Report each line of the records below that contains the string "player", copying every such line in full. Matches must agree in case.

--- START OF RECORDS FOR THIS EXERCISE ---

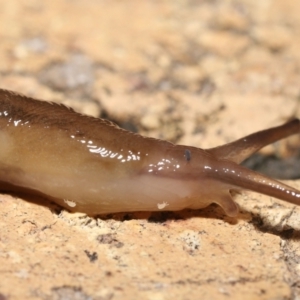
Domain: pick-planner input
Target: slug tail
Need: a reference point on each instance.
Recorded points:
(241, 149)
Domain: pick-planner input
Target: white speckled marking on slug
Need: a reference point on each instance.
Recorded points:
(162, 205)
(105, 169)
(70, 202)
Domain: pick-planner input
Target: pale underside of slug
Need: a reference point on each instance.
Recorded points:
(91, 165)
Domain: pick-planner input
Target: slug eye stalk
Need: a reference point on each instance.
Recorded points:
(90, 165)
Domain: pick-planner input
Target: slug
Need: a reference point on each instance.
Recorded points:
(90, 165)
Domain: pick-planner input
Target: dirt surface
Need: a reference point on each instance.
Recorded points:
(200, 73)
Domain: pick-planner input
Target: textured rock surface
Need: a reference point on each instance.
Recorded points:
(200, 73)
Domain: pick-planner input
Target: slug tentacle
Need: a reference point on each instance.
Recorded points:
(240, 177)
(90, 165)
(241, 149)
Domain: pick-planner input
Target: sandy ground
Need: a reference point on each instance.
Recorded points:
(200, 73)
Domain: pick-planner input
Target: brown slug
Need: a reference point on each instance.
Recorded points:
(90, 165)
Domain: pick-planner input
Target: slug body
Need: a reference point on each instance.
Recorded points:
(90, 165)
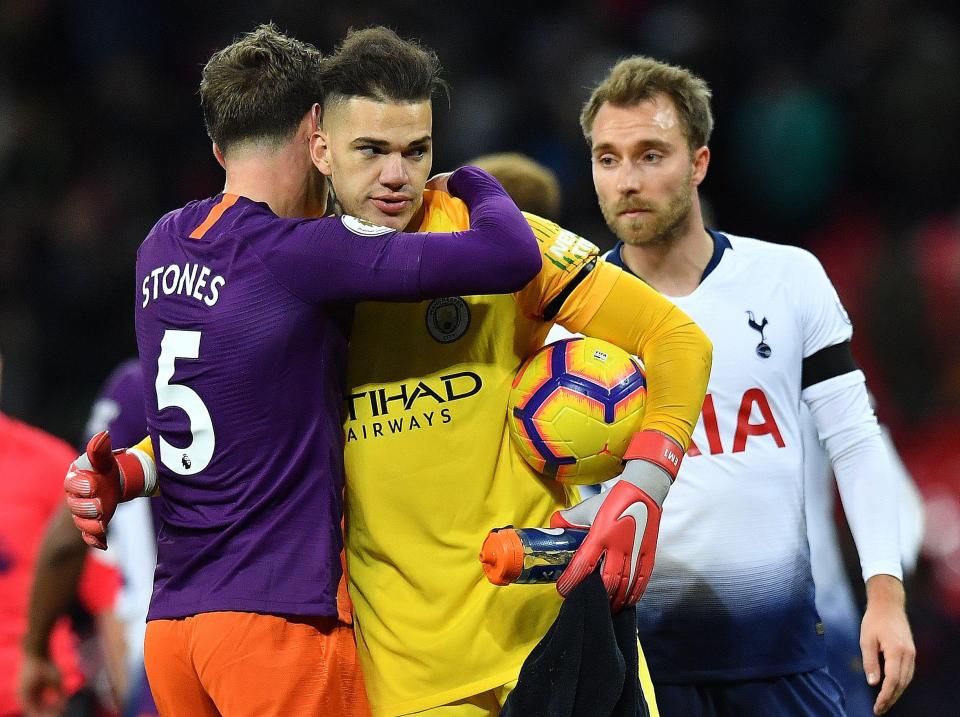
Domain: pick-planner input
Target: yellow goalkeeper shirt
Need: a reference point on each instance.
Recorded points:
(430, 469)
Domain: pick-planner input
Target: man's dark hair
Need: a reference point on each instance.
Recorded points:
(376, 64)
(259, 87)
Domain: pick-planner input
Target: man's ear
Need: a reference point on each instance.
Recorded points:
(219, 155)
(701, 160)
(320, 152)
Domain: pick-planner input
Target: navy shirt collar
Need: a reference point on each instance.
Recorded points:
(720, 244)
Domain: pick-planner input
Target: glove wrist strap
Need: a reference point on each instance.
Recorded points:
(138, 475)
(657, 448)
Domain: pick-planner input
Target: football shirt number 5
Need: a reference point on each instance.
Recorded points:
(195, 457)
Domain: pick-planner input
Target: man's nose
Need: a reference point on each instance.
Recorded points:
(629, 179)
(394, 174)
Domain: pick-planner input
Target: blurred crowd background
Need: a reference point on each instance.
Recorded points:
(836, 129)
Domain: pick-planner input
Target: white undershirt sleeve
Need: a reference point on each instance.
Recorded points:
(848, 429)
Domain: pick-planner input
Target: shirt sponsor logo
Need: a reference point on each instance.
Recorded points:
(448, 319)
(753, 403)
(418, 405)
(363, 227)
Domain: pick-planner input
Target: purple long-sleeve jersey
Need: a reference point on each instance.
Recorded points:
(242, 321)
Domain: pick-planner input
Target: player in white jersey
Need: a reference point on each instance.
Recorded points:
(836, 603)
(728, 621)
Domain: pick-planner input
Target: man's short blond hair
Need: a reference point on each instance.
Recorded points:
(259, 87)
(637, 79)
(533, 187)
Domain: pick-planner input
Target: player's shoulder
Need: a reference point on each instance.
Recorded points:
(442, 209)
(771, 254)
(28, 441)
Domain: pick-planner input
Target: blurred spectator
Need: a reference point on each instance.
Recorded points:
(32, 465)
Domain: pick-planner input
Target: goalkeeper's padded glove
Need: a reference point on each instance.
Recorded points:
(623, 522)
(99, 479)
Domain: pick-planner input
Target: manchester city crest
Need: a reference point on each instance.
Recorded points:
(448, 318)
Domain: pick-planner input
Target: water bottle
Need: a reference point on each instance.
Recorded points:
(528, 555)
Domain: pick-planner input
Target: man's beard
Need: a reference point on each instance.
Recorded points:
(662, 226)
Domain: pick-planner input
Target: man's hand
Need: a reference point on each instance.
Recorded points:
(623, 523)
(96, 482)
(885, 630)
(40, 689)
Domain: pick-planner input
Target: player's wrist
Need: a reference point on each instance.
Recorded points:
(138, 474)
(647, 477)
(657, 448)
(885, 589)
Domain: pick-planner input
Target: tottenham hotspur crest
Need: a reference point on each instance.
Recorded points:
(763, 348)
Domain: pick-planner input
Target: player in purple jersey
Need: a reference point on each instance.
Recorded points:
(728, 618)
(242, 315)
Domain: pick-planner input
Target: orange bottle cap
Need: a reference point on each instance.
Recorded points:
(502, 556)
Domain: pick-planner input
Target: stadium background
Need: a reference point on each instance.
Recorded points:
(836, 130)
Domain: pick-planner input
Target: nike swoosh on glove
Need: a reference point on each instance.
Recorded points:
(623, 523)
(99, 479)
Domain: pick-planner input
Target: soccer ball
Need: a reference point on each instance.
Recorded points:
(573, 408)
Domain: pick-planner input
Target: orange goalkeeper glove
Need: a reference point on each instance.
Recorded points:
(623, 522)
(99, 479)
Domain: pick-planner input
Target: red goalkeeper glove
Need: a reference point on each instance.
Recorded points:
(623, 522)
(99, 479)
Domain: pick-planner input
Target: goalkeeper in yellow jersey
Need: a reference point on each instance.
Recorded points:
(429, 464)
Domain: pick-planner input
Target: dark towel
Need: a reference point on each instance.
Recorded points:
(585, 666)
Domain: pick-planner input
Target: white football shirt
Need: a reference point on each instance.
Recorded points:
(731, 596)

--- END OF RECORDS FOR THIS EXERCISE ---

:: TASK RESPONSE ::
Target: player in white jersey
Target: player's shoulder
Target: player's wrist
Target: player in purple jersey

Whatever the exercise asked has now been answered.